Region pointing data
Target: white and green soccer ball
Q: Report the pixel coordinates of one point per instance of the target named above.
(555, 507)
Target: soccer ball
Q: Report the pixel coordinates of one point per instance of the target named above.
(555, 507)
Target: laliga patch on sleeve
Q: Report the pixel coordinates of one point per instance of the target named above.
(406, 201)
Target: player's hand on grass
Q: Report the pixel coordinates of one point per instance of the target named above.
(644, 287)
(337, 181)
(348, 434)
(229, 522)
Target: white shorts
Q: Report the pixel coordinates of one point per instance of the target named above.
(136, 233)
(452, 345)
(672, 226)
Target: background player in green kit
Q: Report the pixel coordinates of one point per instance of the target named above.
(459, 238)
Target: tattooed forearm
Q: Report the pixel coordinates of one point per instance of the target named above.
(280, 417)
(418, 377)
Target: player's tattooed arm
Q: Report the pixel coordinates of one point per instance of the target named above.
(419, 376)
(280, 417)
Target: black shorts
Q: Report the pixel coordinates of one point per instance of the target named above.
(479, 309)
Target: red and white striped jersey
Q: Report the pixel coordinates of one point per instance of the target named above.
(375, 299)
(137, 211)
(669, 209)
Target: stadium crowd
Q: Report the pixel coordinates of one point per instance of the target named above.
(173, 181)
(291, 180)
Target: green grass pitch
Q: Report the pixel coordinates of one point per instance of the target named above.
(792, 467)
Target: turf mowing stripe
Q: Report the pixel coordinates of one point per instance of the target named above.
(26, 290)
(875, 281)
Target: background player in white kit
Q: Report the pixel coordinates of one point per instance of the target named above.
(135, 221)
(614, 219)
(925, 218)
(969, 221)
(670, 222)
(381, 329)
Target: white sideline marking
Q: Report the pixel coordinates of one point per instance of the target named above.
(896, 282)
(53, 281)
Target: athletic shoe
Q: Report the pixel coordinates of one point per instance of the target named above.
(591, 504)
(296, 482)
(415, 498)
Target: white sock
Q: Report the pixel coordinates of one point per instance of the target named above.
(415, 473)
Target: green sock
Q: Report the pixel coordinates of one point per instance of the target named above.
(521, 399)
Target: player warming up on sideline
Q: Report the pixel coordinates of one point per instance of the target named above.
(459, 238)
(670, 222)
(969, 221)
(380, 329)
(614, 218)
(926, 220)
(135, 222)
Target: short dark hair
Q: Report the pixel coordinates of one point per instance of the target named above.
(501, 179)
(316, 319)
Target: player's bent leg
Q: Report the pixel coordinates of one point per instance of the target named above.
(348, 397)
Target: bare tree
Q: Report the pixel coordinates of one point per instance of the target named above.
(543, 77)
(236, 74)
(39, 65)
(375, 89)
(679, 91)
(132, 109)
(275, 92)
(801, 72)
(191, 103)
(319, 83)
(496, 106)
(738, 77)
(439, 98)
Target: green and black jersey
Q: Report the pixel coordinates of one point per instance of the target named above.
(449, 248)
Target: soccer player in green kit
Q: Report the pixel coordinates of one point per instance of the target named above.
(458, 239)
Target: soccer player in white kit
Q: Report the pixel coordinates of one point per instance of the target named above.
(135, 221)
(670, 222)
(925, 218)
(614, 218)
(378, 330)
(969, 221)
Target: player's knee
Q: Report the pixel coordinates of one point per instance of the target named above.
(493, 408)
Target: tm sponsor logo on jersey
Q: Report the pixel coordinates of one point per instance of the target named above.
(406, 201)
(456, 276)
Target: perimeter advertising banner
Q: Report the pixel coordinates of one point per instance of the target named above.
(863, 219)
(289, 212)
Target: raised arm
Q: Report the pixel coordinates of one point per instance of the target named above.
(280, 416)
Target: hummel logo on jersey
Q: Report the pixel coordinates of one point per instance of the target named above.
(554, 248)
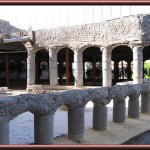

■ Exercise requirements
The records above need to be printed in full and exactly, without any of the pictures.

■ Solution to this problem
Target: white and green soccer ball
Q: Report the pixel coordinates of one point per instance of the target named above.
(555, 507)
Target: soccer ball
Q: Report the pixel coordinates of one point per instance of the target named above.
(555, 507)
Target: laliga patch on sleeve
Q: Report the pixel coordinates of one point per instance of the target named above.
(406, 201)
Target: player's hand on grass
Q: Report the pixel coordinates of one point per instance of the target named above.
(644, 287)
(337, 181)
(348, 434)
(229, 522)
Target: white shorts
Q: Report the pixel coordinates of one point per instance of the target named above.
(136, 233)
(452, 345)
(672, 226)
Target: background player in green kit
Q: Report the pixel coordinates of one point per instance of the target named above.
(459, 238)
Target: tattooed forearm
Q: Report the pixel coordinates of one point per instance of the target named above.
(280, 417)
(418, 377)
Target: player's tattooed arm
Q: Report the pixel coordinates of one point per instance of the target named above.
(419, 376)
(280, 417)
Target: black shorts
Q: Report the pixel coordinates of one point per instance of the target named above.
(479, 309)
Target: red and white striped jersey
Q: Report the pixel coordinates of one point per instance of the target named above.
(375, 299)
(137, 211)
(669, 209)
Target: stadium crowd
Q: Report the pixel coordinates of one point per instance of the target named above.
(173, 181)
(291, 180)
Target: green grass pitch
Q: Report the pixel coordinates of one point per instance of the target named above.
(792, 467)
Target: turf mowing stripe
Q: Report the pixel coordinates of one point per instance of the target named above.
(26, 290)
(875, 281)
Target: background player in white kit
Q: Report the pixel coordinates of one point per instance of the target named above.
(135, 221)
(614, 219)
(925, 218)
(969, 221)
(670, 222)
(381, 329)
Target: white sideline marking
Q: Report the pixel coordinates of one point per instance of the target named above.
(896, 282)
(53, 281)
Target: athletic shoe
Q: Report the pixel coordinates of one point per instance of the target named above.
(591, 504)
(296, 482)
(415, 498)
Target: white sock
Q: Report the pixel coordinates of one point per instance of the target named above.
(415, 473)
Target: green sock
Q: Report the pixel coordinates of one point per instance of the target named above.
(521, 399)
Target: player warming up on sideline
Q: Report the pixel coordinates of one point per instance of the target named above.
(459, 238)
(670, 222)
(969, 221)
(380, 329)
(614, 218)
(926, 220)
(135, 222)
Target: short dark hair
Q: Report the pixel coordinates of one point per instance of the target named above.
(501, 179)
(316, 319)
Target: player's bent leg
Q: Report the pixel coordinates of one point per instance of the target named above.
(348, 397)
Target: bare tree
Q: Report the pixel coordinates of one point per instance of the target named above.
(543, 77)
(236, 74)
(39, 65)
(375, 89)
(679, 91)
(132, 109)
(275, 92)
(801, 72)
(191, 103)
(319, 83)
(496, 106)
(738, 77)
(439, 98)
Target: green and black jersey
Q: Report the pixel coordinates of one point per instance of the target named above.
(449, 248)
Target: soccer player in green kit
Q: Report the pixel coordinates of one point per instance of the target named above.
(458, 239)
Target: soccer player in white kit
Q: Report the pixel coordinates of one point per instance of the target named above.
(135, 221)
(670, 222)
(925, 218)
(614, 218)
(378, 330)
(969, 221)
Target: player's knee
Q: Report the pixel coordinates of one point per instance of the target named above.
(493, 408)
Target: tm sponsor logo on jersey
Q: Report the pixel coordinates of one point per instance of the target named above.
(406, 201)
(456, 276)
Target: perimeter advertising banner
Q: Report the pixel coordinates of one point per instance of the target named above.
(863, 219)
(289, 212)
Target: raised arm
Q: Report the pixel coordinates of one point per instance of the target named above.
(280, 416)
Target: hummel logo on jersey
Q: Report the pixel coordinates of one point per instance of the target named above.
(554, 248)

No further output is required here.